**Your assignment:**
Among the entries below, count each line holding the word "building". Write only the number.

**Record extracts:**
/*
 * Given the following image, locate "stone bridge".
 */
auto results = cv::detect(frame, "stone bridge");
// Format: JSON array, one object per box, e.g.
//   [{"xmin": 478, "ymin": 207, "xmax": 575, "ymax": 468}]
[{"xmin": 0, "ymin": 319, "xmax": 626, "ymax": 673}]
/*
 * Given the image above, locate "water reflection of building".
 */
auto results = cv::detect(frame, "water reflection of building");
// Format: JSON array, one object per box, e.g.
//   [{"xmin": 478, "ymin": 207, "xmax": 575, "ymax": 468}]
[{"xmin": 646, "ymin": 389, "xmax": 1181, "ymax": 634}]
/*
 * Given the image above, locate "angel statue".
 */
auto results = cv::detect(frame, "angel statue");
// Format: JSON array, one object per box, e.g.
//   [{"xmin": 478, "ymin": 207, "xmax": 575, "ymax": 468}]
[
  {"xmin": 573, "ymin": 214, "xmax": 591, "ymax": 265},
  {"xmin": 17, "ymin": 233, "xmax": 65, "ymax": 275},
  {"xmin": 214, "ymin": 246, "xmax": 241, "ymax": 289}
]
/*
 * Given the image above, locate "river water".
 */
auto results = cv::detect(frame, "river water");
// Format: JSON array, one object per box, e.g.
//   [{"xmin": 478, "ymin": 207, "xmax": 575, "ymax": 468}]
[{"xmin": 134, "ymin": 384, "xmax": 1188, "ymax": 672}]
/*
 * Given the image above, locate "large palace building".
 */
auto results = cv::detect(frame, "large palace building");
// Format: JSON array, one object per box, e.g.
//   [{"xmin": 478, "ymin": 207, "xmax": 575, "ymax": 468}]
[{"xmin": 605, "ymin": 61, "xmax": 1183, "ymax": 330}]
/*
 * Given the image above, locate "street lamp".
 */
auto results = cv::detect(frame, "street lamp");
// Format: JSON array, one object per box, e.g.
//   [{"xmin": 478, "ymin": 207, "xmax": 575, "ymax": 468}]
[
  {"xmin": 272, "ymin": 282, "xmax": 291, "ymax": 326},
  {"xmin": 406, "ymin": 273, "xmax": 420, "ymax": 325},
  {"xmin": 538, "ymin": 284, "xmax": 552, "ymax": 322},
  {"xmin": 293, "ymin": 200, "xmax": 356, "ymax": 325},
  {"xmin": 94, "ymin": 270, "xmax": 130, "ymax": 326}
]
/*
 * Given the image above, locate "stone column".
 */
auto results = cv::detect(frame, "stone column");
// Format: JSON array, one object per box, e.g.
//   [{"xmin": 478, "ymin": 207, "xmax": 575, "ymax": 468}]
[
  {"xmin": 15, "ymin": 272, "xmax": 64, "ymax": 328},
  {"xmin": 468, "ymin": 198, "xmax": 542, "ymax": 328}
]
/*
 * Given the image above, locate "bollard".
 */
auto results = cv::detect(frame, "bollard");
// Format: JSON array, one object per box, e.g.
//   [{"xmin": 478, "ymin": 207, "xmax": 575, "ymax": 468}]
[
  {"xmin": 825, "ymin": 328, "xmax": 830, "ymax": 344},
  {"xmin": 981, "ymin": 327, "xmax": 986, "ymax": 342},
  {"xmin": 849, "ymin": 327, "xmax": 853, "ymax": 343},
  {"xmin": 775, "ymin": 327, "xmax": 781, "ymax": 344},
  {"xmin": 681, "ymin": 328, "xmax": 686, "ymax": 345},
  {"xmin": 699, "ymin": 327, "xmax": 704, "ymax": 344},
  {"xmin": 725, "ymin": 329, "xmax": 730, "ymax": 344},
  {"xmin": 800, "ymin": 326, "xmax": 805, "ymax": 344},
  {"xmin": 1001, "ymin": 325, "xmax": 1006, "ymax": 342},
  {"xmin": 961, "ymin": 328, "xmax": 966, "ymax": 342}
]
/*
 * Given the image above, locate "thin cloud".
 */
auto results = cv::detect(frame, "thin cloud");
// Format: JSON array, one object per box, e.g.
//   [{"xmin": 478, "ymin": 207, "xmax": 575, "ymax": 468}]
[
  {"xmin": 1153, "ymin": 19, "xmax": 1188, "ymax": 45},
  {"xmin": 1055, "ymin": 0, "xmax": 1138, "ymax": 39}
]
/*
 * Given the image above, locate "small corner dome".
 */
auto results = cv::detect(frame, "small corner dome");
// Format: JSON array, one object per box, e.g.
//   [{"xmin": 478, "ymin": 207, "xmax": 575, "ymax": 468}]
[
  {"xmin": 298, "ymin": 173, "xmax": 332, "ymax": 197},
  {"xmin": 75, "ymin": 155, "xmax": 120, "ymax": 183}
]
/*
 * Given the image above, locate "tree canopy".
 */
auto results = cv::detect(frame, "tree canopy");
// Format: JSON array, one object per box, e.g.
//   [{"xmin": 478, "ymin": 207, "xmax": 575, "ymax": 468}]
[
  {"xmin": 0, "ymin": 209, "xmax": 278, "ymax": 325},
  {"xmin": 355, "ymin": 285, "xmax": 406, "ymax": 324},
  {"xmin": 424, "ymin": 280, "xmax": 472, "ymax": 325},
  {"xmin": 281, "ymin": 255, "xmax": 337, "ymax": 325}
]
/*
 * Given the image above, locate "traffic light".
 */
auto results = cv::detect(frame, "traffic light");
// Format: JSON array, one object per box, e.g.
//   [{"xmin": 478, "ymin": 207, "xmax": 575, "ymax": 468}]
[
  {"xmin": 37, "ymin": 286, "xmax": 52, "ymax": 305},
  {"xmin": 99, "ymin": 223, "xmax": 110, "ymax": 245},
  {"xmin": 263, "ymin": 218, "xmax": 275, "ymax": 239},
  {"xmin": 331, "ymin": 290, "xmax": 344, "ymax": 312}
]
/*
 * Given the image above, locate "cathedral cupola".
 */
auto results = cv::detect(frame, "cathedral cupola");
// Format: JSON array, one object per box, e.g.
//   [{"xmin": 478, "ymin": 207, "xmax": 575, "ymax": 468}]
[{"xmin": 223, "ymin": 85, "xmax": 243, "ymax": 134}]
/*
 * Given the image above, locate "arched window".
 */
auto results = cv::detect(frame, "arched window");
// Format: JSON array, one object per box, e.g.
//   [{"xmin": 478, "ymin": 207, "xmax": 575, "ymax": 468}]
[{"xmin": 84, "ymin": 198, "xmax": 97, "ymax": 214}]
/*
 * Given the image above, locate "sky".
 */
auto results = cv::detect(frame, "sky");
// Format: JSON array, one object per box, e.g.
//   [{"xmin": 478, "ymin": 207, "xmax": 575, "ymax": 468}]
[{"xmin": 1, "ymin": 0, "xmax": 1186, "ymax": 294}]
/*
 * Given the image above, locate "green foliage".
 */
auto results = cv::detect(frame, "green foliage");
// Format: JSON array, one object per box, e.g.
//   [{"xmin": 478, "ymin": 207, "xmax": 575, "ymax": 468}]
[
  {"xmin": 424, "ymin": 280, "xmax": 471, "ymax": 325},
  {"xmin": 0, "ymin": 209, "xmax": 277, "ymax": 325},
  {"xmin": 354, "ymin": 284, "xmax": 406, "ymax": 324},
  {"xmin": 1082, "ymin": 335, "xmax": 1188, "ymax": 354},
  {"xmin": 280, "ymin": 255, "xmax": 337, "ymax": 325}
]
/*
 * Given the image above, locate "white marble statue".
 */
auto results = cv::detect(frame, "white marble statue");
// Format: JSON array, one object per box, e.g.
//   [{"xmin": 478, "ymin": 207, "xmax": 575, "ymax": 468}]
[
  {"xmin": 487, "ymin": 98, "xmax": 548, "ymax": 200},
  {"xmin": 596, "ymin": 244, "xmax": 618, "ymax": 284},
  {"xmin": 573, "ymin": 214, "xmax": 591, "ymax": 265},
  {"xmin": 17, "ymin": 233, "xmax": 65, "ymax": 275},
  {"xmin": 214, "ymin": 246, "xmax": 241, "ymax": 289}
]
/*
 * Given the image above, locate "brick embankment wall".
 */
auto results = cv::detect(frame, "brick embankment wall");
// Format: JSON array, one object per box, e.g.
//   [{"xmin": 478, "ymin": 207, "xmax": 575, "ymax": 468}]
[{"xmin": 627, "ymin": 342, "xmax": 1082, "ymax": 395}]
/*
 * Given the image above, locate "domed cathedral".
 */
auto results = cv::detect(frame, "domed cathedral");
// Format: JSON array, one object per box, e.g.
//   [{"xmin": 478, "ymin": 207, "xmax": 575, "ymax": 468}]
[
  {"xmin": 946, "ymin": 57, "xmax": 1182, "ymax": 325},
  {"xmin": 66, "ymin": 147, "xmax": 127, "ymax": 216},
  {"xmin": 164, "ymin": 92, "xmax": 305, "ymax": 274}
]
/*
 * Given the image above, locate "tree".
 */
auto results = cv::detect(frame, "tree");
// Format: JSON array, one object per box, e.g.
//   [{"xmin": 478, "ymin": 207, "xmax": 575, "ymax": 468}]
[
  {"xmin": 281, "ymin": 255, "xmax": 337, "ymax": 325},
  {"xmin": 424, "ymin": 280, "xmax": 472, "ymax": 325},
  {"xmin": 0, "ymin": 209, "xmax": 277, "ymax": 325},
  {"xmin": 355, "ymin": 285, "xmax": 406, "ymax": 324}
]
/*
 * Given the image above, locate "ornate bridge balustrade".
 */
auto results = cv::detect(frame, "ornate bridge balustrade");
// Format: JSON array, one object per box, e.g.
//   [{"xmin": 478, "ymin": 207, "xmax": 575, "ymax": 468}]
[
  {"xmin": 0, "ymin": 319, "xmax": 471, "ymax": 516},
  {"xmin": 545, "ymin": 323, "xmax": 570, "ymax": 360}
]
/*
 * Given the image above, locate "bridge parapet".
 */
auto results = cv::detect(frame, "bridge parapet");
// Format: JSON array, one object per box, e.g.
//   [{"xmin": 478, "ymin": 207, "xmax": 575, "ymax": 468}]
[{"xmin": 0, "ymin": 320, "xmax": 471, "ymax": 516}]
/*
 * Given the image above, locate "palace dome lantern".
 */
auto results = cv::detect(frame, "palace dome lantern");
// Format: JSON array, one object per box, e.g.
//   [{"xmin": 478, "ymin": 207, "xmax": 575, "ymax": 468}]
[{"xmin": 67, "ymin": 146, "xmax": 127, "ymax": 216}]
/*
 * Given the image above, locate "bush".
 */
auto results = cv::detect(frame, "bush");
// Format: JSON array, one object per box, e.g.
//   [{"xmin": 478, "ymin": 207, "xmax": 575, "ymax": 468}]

**Worked solution:**
4